Dataset excerpts:
* * * * *
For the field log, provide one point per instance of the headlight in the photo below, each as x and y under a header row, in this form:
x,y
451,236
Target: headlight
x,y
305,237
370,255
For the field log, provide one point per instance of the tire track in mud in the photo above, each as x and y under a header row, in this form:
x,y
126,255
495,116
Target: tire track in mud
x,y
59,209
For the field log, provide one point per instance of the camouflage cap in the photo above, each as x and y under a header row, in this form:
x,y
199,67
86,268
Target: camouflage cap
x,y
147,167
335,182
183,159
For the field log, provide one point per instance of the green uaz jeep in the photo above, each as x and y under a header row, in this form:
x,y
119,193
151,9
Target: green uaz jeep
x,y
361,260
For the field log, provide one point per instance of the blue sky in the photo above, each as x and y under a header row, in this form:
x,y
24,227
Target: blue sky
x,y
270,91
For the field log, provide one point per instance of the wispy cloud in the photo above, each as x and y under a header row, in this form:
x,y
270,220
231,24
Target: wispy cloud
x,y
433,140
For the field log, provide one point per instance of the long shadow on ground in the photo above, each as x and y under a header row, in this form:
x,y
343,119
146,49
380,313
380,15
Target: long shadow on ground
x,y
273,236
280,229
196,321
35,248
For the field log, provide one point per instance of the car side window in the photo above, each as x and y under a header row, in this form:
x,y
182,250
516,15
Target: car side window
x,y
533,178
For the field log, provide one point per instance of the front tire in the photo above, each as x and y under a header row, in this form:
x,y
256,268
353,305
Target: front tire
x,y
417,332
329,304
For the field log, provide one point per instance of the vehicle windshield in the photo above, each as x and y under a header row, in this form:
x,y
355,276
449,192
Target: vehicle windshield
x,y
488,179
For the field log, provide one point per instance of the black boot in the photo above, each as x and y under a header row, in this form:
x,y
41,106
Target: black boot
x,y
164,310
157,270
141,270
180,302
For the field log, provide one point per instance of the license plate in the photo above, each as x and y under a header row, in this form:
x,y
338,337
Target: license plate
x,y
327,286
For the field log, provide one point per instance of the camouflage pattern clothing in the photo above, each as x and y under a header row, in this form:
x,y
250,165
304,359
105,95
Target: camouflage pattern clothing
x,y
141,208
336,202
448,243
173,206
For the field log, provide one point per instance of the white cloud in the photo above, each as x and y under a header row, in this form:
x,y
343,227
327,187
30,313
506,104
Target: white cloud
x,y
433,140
* * * * *
Task requirements
Print the entries once more, identical in every line.

Reply to the exercise
For the field log, provide one point per instance of the headlight in the photo below, each as x and y under a header row, in this form:
x,y
451,236
Target: headlight
x,y
305,237
370,255
For the field log, provide one point per instance of the tire track in mud in the photo above, each as x and y under a header row, in this form:
x,y
126,255
495,116
Target: tire track in mud
x,y
59,209
For the field log, provide one point per instance of the camouflage cap in the photo above, each as x and y under a header row, in this form:
x,y
199,67
86,268
Target: camouflage cap
x,y
147,167
335,182
183,159
For the field log, provide one point per instance of the green uaz jeep in the photo above, each as x and y under a header row, in this form:
x,y
119,193
151,9
Target: green uaz jeep
x,y
361,260
For the field log, provide one point per instance of the blue sky in the photo above, each as x and y under a header row, in this form:
x,y
24,227
Target: blue sky
x,y
270,91
For the field log, provide one point per instance of the wispy cloud in the photo above, each as x and y under a header row, in this form:
x,y
270,220
231,24
Target: wispy cloud
x,y
433,140
For the field log, provide one point per instance of the long shadow on ground in the photo above, each as x and y under a header row, in this form:
x,y
343,119
146,49
380,313
380,15
Target: long shadow on ground
x,y
273,236
280,229
196,321
35,248
For the field log, provide one point per instance of the car side window in the photo above, each as x and y under a header row, in this form:
x,y
182,250
516,15
Target: car side window
x,y
533,178
For the field log, provide one point per instance of the front tire in the photo above, each as x and y under a header row, in this form:
x,y
256,268
353,305
Target: front tire
x,y
417,332
329,304
For the field log, provide one point per instance of the vehicle windshield in the photo above, each as x and y under a header row, in this form:
x,y
355,276
449,192
Target: vehicle windshield
x,y
488,179
For the field log, provide one point per instance of the black boot in the photo above, each as x and y under a header row, in this form:
x,y
41,106
Target: black boot
x,y
164,310
157,270
141,270
180,302
For the field log, provide one point per instance of the license plate in the photo above, each as x and y under a header row, in this form:
x,y
338,337
Target: license plate
x,y
327,286
For the field log, provide one point per instance of the camouflage pattern clothing in the photo above, each as x and y under a header row, in this form:
x,y
250,165
304,359
105,95
Target: camouflage pattern clothing
x,y
141,208
336,202
448,243
173,206
For the field log, provide one point per instance of the white cloud in the photo above, each as x and y under a header row, in this form:
x,y
343,227
327,187
30,313
506,104
Target: white cloud
x,y
433,140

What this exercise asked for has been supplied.